Written instruction. Transcribe the lines of the listing between the line containing "Outline red handbag." and the line containing "546, 891, 1011]]", inclusive, reproducing them without any change.

Entries shown.
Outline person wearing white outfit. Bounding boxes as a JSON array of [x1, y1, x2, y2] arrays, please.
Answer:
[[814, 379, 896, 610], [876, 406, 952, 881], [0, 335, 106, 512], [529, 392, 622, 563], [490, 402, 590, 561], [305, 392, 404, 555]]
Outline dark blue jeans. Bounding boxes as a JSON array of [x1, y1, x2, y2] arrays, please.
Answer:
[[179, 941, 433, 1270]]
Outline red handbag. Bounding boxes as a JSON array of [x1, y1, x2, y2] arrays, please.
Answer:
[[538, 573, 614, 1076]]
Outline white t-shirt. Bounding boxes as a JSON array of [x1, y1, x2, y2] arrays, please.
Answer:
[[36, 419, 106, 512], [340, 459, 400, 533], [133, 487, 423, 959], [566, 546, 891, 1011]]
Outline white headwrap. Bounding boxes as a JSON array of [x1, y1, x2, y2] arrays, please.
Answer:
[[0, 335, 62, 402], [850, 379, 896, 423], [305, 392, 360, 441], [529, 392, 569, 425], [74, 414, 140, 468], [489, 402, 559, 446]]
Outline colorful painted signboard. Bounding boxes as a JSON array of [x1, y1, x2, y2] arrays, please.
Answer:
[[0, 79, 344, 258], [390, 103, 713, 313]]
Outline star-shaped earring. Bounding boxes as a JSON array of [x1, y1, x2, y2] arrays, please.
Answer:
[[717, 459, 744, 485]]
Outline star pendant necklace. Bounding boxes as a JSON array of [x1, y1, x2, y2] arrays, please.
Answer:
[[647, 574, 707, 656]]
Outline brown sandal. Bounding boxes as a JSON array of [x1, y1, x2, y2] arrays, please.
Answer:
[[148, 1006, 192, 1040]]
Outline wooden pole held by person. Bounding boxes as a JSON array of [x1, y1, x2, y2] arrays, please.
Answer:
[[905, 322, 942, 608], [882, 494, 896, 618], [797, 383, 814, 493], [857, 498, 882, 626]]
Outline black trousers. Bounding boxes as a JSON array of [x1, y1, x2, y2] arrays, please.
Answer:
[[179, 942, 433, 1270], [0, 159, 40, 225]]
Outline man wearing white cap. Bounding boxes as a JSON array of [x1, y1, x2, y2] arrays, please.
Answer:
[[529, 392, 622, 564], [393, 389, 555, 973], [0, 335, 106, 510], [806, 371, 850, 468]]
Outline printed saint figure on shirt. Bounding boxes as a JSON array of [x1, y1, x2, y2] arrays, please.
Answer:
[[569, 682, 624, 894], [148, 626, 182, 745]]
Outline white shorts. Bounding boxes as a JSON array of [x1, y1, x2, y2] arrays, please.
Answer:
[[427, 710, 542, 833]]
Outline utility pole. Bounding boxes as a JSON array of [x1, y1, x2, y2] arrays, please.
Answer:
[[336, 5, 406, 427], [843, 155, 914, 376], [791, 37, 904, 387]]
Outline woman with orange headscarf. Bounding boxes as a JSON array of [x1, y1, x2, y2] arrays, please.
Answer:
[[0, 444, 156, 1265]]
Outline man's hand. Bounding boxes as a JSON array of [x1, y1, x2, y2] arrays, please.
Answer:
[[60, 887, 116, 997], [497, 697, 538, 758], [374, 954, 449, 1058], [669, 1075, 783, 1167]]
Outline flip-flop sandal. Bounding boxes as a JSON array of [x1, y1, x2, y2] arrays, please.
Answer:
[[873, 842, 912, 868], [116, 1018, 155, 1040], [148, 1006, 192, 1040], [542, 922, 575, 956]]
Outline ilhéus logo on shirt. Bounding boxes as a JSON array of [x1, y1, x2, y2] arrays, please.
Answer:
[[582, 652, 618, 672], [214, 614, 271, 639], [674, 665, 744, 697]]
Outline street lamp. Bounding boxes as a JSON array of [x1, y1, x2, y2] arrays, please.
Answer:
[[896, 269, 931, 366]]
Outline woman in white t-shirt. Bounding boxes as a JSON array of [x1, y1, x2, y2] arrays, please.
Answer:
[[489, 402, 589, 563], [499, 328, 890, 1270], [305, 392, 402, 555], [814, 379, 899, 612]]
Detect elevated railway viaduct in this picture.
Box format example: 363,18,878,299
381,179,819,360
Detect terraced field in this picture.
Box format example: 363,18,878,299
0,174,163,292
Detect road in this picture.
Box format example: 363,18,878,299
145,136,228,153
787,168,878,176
--
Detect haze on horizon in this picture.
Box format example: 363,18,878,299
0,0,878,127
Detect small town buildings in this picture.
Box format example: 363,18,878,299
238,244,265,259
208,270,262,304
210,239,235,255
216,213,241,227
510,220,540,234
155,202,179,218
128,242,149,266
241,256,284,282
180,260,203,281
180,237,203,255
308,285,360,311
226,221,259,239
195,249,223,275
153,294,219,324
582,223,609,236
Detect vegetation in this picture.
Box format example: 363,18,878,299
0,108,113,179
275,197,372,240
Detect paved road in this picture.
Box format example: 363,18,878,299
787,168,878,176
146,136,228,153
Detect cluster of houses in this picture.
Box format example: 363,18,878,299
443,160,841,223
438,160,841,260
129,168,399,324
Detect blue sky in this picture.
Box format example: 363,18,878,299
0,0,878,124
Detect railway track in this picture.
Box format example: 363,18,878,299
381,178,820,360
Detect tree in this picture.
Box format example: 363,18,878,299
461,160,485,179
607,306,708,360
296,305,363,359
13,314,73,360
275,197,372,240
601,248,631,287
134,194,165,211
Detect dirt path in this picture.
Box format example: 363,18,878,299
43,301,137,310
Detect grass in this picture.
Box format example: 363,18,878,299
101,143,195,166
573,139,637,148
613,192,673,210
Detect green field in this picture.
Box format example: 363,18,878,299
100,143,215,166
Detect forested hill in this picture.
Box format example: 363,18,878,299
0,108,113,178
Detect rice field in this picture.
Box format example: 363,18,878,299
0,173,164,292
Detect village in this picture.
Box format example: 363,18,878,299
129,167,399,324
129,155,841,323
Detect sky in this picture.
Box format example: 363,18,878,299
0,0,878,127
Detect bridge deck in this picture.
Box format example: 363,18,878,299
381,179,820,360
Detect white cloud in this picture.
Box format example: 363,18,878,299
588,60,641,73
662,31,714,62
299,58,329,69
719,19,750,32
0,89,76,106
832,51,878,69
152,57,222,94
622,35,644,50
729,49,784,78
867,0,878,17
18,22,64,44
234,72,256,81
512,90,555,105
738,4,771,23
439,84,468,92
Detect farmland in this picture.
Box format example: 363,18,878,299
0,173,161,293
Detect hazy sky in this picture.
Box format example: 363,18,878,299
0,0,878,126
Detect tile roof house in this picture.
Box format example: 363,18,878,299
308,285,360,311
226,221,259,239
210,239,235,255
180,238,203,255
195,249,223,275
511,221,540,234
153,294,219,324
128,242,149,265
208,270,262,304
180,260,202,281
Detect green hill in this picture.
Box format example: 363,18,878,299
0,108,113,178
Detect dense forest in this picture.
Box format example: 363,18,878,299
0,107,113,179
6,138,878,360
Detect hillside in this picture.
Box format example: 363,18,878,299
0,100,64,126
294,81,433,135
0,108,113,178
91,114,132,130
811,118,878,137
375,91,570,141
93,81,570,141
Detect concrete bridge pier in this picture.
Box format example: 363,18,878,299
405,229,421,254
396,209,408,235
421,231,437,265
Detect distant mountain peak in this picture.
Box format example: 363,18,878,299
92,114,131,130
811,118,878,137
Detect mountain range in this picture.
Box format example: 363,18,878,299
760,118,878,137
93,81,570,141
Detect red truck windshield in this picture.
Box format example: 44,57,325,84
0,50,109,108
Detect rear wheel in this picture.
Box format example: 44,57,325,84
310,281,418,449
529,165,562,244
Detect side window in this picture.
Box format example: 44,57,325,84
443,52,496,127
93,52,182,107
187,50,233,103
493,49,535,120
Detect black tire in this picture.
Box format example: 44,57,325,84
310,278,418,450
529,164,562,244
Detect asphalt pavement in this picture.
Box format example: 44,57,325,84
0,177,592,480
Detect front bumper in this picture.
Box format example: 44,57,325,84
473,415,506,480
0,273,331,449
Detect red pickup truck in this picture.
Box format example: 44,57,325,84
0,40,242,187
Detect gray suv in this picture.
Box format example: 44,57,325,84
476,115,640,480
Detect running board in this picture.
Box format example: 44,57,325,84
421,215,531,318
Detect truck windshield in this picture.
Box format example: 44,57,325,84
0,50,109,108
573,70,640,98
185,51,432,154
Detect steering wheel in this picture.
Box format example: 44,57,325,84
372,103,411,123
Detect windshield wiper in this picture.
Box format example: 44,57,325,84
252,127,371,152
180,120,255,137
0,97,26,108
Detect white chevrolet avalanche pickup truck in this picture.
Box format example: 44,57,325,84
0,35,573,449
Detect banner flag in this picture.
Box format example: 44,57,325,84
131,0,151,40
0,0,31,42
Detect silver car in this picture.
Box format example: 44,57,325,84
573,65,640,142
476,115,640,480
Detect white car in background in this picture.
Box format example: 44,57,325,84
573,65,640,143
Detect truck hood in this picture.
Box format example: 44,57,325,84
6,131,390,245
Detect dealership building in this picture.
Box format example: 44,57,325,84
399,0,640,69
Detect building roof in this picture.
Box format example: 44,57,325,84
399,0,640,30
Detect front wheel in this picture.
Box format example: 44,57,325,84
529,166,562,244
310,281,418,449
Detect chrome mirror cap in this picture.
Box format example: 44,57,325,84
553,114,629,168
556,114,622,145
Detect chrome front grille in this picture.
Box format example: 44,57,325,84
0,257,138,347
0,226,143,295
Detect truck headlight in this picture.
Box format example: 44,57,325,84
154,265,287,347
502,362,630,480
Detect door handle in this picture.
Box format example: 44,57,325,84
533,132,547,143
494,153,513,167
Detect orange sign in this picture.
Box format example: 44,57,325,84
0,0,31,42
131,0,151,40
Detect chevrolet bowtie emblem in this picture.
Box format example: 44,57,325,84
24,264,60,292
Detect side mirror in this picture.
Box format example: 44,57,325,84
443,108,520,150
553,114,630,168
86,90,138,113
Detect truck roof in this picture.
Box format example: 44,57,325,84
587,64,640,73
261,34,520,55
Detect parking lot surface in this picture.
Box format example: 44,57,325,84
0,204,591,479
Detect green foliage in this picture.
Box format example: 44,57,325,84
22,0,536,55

Output for this exercise.
Outline red handbag. Bounding boxes as a JSON array of [x1, y1, x2, y2] arrays, please.
Answer:
[[538, 573, 614, 1076]]
Outline white t-shirt. Bounding boxes as a JSON array of [x1, y1, x2, y2] arrays, please.
Answer:
[[36, 419, 106, 512], [340, 459, 400, 533], [133, 487, 423, 959], [566, 546, 891, 1011]]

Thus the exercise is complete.